Required action: Please reproduce the passage on hospice modifiers from "You cannot simply" up to and including "claims processing manual.", substituting "remittance advice" for each occurrence of "remit".

I'm not certain what CPT code you are asking about because Encoder Pro states that this is an invalid code and I tried to google it I was unable to locate any information on this code. I'm guessing you may have a typo in the subject line of your question.
My general response to the question of using modifiers to override a Medicare denial PR-B9 "Patient is enrolled in Hospice", you have 2 modifier options GV and GW.
Modifier GV is used when the patient is receiving hospice care/services and the treatment/services provided
are related to the patient's terminal diagnosis but the attending physician provider the services is
NOT employed by the hospice agency managing the patient's terminal condition. Here is a decision tree from Novitas on whether or not modifier GV should be appended to the service you are submitting for reimbursement outside of the hospice benefits.
Modifier GW is used when the patient is receiving hospice care/services and the treatment/services submitted on the claim are
not related to the patient's terminal diagnosis. Here is the Novitas decision tree for when to use modifier GW.
It is particularly important to submit the correct modifier on your claims because if the patient has coverage which would pay secondary to hospice benefits coverage by traditional Medicare. It is particularly important for patients who have Medicare Advantage (MA) - Medicare Part C because the MA plan cannot apply benefits to any claims which have not be submitted to traditional Medicare.
- If traditional Medicare denies the service as not covered under the hospice benefits, then the MA plan will then consider the claim as the primary carrier for the claim and apply the MA plan's benefits..
- If traditional Medicare applies benefits to the claim under the hospice benefits, then the MA plan will coordinate the benefits so that patient's cost share is based on the benefits of their MA plan.
You cannot simply append the GV or GW modifier to the services and submit the claim directly to the MA plan for consideration as the MA plan requires a copy of traditional Medicare's remit showing either payment or denial by traditional Medicare. Many providers submit claims to the MA plan directly with either the GV or GW modifier and the MA plan is required to deny the claim with a message to the provider to submit to traditional Medicare per the claims processing manual.

Collected data:
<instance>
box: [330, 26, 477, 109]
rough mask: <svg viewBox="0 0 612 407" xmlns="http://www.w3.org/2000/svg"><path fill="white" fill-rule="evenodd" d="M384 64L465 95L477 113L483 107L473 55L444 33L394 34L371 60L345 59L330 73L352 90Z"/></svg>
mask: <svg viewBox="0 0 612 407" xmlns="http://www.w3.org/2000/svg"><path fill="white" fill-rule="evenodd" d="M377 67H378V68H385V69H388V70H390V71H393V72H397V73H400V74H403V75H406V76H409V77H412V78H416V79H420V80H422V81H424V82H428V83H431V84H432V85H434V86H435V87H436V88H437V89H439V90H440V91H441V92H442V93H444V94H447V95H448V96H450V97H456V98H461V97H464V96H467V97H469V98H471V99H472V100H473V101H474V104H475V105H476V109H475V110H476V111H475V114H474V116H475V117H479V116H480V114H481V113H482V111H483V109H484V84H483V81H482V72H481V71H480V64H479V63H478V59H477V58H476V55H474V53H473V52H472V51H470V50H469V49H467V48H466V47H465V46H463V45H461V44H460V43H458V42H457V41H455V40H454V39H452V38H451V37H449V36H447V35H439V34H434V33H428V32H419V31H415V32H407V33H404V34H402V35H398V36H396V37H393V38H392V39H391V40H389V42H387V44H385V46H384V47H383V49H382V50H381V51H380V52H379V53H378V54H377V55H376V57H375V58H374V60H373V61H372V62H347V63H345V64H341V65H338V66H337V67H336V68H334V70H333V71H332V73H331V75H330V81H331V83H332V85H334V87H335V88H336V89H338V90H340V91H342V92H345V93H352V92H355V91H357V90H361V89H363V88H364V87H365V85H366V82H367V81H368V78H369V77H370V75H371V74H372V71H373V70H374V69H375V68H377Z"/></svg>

Your response:
You cannot simply append the GV or GW modifier to the services and submit the claim directly to the MA plan for consideration as the MA plan requires a copy of traditional Medicare's remittance advice showing either payment or denial by traditional Medicare. Many providers submit claims to the MA plan directly with either the GV or GW modifier and the MA plan is required to deny the claim with a message to the provider to submit to traditional Medicare per the claims processing manual.